──────── MATERIAL SUPPLIED ────────
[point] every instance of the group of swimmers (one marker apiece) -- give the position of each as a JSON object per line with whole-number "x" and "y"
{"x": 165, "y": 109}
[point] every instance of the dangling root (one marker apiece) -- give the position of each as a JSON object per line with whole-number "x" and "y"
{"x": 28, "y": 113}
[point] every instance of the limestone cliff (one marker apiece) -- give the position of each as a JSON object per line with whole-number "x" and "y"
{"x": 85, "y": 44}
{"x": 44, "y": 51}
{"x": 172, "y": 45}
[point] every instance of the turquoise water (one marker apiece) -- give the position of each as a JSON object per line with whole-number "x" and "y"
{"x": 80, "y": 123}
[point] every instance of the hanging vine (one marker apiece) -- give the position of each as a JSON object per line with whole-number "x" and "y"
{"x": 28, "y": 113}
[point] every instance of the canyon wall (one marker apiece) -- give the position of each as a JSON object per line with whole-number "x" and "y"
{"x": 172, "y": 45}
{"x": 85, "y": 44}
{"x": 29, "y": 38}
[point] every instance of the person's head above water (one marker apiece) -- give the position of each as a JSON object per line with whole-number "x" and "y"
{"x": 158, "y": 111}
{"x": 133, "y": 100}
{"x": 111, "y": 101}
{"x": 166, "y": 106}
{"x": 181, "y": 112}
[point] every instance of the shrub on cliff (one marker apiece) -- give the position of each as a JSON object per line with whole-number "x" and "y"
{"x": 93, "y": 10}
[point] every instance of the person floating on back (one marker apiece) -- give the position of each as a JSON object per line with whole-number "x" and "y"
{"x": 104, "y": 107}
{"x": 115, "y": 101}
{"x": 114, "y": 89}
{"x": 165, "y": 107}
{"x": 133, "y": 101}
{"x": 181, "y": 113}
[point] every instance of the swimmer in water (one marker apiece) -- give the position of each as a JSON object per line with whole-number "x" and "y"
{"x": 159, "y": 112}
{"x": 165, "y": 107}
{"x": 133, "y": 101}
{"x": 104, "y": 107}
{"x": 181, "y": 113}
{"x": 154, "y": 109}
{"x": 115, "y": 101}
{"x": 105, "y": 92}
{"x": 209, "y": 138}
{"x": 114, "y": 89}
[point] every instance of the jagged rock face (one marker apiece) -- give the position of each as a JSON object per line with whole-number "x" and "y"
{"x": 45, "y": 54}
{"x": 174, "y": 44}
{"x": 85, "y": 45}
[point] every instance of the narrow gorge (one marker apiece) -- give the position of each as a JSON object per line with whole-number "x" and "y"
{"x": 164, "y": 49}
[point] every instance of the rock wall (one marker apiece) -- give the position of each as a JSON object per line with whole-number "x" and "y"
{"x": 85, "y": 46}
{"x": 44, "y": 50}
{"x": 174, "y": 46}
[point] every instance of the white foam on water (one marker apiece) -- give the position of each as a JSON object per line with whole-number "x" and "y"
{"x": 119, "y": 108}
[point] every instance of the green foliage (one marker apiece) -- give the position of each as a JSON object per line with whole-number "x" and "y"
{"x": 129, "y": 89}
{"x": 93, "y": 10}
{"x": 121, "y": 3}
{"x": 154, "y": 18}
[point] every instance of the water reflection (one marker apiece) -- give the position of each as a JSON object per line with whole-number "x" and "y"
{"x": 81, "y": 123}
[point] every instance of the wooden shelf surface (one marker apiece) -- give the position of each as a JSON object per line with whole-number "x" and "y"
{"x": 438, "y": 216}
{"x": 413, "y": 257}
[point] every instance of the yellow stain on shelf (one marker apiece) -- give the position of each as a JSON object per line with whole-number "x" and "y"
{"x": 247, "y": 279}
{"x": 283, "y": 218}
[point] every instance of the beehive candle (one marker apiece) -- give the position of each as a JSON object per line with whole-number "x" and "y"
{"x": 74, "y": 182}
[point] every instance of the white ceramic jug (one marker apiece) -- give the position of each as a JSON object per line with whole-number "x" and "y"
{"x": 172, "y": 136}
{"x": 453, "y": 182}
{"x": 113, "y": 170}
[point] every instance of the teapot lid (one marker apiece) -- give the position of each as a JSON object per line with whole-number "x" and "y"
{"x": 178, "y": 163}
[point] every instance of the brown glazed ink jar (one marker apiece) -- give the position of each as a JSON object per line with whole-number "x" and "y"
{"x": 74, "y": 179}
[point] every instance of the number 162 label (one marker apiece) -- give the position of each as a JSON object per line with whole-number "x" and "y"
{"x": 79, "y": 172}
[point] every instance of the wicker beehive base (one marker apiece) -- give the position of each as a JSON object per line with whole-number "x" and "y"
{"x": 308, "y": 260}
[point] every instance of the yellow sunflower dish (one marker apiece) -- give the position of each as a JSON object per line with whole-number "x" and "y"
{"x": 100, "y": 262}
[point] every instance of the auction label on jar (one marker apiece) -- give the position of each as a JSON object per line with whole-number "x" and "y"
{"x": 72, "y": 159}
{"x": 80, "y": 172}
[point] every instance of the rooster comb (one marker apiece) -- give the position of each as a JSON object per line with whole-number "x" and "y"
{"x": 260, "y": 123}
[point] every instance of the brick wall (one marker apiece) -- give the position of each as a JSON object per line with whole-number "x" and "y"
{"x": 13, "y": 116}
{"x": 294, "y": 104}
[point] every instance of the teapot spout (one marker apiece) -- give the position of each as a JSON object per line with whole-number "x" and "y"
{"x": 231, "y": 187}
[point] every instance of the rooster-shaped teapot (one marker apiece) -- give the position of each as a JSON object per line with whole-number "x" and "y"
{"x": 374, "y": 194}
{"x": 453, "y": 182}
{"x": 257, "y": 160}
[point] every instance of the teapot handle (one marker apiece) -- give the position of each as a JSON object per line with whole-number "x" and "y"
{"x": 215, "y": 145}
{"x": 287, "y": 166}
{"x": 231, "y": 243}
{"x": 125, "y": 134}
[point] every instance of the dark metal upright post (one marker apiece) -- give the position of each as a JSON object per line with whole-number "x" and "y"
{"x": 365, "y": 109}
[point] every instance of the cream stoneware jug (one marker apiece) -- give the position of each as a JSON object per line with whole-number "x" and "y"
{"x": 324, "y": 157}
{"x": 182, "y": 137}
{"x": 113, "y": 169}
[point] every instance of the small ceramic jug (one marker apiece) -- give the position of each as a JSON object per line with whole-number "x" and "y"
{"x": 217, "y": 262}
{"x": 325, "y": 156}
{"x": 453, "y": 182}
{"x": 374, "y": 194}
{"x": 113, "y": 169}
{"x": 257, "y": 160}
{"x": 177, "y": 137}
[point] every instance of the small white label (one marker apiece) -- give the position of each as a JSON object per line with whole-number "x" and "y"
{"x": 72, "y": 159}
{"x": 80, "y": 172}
────────
__WHAT YOU HAVE TO DO__. The reply is to be an exact copy of the listing.

__SOLVED PROBLEM__.
[point] every instance of the group of swimmers (one marker apiece) -- give the position of each as a JSON object per line with whole-number "x" and "y"
{"x": 165, "y": 109}
[point] every instance of the dangling root (one marker apiece) -- give the position of each as a JSON object per line with whole-number "x" and "y"
{"x": 28, "y": 113}
[point] every instance of the limestone cliff (one marker apiece) -- give the position of each as a JSON object per line with whole-number "x" and "y"
{"x": 85, "y": 44}
{"x": 44, "y": 51}
{"x": 172, "y": 45}
[point] every instance of the turquoise water (one marker apiece) -- give the position of each as a JSON object per line with whole-number "x" and "y"
{"x": 80, "y": 123}
[point] every instance of the hanging vine (one marker apiece) -- give the position of each as a JSON object per line with whole-number "x" and "y"
{"x": 28, "y": 113}
[point] every instance of the canyon wall (one marker apiece) -- give the position of each as a JSON object per line with whole-number "x" and "y"
{"x": 172, "y": 45}
{"x": 85, "y": 44}
{"x": 29, "y": 38}
[point] every instance of the person's head above water (one marker apiece) -- give the position of each as a JSON object per line with whole-number "x" and "y"
{"x": 158, "y": 111}
{"x": 133, "y": 100}
{"x": 111, "y": 101}
{"x": 166, "y": 106}
{"x": 181, "y": 112}
[point] every instance of the shrub on cliff (one marker apiece) -- give the position of each as a JSON object per line with whole-number "x" and "y"
{"x": 93, "y": 10}
[point] every instance of the person floating on back (one marker apiece) -- give the position of each as a JSON object per line with whole-number "x" and "y"
{"x": 104, "y": 107}
{"x": 115, "y": 101}
{"x": 114, "y": 89}
{"x": 165, "y": 107}
{"x": 133, "y": 101}
{"x": 181, "y": 113}
[point] every instance of the swimmer in water (one marker apiece) -- give the position of each as a JSON object per line with whole-number "x" and "y"
{"x": 159, "y": 112}
{"x": 165, "y": 107}
{"x": 133, "y": 101}
{"x": 104, "y": 107}
{"x": 181, "y": 113}
{"x": 154, "y": 109}
{"x": 115, "y": 101}
{"x": 105, "y": 92}
{"x": 209, "y": 138}
{"x": 114, "y": 89}
[point] every instance of the jagged rock face (one marker apiece) -- give the position of each as a JSON object per line with whole-number "x" and "y"
{"x": 45, "y": 54}
{"x": 174, "y": 44}
{"x": 85, "y": 45}
[point] every instance of the narrow gorge (one marker apiece) -- give the position of each as a JSON object per line with whole-number "x" and "y"
{"x": 164, "y": 49}
[point] every instance of the rock wall (one marker apiece) -- give the position of each as a JSON object per line with whole-number "x" and "y"
{"x": 85, "y": 46}
{"x": 44, "y": 50}
{"x": 174, "y": 46}
[point] every instance of the white foam on water (one marker apiece) -- give the position of each as a JSON object per line with whole-number "x" and "y"
{"x": 119, "y": 108}
[point] every instance of the green foliage (one marker apiece) -- give the position of each as a JSON object per line with whole-number "x" and "y"
{"x": 129, "y": 89}
{"x": 93, "y": 10}
{"x": 121, "y": 3}
{"x": 154, "y": 18}
[point] every instance of the water reflection (one marker apiece) -- give the position of each as a JSON object per line with whole-number "x" and "y"
{"x": 81, "y": 123}
[point] every instance of the wooden shelf surface (one marker apiece) -- give the position of each as a JSON object per line with whole-number "x" and "y"
{"x": 438, "y": 216}
{"x": 413, "y": 257}
[point] every instance of the yellow stain on shelf (one marker apiece) -- give the position of each as a JSON object per line with whole-number "x" and "y"
{"x": 247, "y": 279}
{"x": 283, "y": 218}
[point] every instance of the beehive candle (one marker apiece) -- give the position of each as a JSON object per line with whole-number "x" and "y"
{"x": 74, "y": 182}
[point] every instance of the white ceramic jug (one marker apiece) -- give the position of each as a JSON object per line with whole-number "x" and "y"
{"x": 172, "y": 136}
{"x": 453, "y": 182}
{"x": 113, "y": 170}
[point] every instance of the teapot lid (one marker apiece) -- give the position of each as a JSON object per line with whole-number "x" and "y"
{"x": 178, "y": 163}
[point] every instance of the brown glazed ink jar (one marker apiece) -- give the position of each as a JSON object per line with whole-number "x" and "y"
{"x": 74, "y": 179}
[point] every instance of the number 162 label (one marker apiece) -- give the position of each as a JSON object per line with whole-number "x" and "y"
{"x": 79, "y": 172}
[point] every instance of the wicker beehive base (one marker apiece) -- give the position of each as a JSON object per line with whole-number "x" and "y"
{"x": 308, "y": 260}
[point] every instance of the yellow sunflower dish (one marker apiece) -- give the position of each as a JSON object per line with whole-number "x" and "y"
{"x": 100, "y": 262}
[point] every instance of the auction label on jar (one marker apiece) -- give the position of each as a JSON object per line with whole-number "x" and "y"
{"x": 72, "y": 159}
{"x": 80, "y": 172}
[point] every instance of the rooster comb (one marker apiece) -- give the position of each as a JSON object per line with whole-number "x" and "y"
{"x": 260, "y": 123}
[point] every instance of the brick wall (one marker apiece) -- give the position of each as a JSON object per line with whole-number "x" and "y"
{"x": 13, "y": 116}
{"x": 294, "y": 104}
[point] every instance of the teapot spout (one marker apiece) -- give the position of each as a JSON object per line with whole-number "x" and "y"
{"x": 231, "y": 187}
[point] every instance of the rooster-shaped teapot (one marker apiece) -- give the position of each as a JSON object per line with whole-number "x" and "y"
{"x": 374, "y": 194}
{"x": 453, "y": 182}
{"x": 257, "y": 160}
[point] every instance of the teapot handle (one marker apiece) -- give the position of each as a JSON object per line with whole-number "x" and "y"
{"x": 215, "y": 145}
{"x": 287, "y": 166}
{"x": 231, "y": 243}
{"x": 125, "y": 134}
[point] every instance of the dark metal upright post (one marker apiece) -- give the position of each as a JSON object per line with whole-number "x" and "y"
{"x": 365, "y": 109}
[point] every instance of the cream stoneware jug (one marker apiece) -- give the position of each as a JSON object per line with whole-number "x" and "y"
{"x": 324, "y": 157}
{"x": 182, "y": 137}
{"x": 113, "y": 169}
[point] every instance of the small ceramic jug (one marker apiece) -- give the position of each as a JSON object per line with whole-number "x" and "y"
{"x": 217, "y": 262}
{"x": 325, "y": 156}
{"x": 453, "y": 182}
{"x": 374, "y": 194}
{"x": 113, "y": 169}
{"x": 257, "y": 160}
{"x": 177, "y": 137}
[point] every instance of the small white label (one marker apiece) -- give the position of each as a JSON object per line with whole-number "x" and "y"
{"x": 72, "y": 159}
{"x": 80, "y": 172}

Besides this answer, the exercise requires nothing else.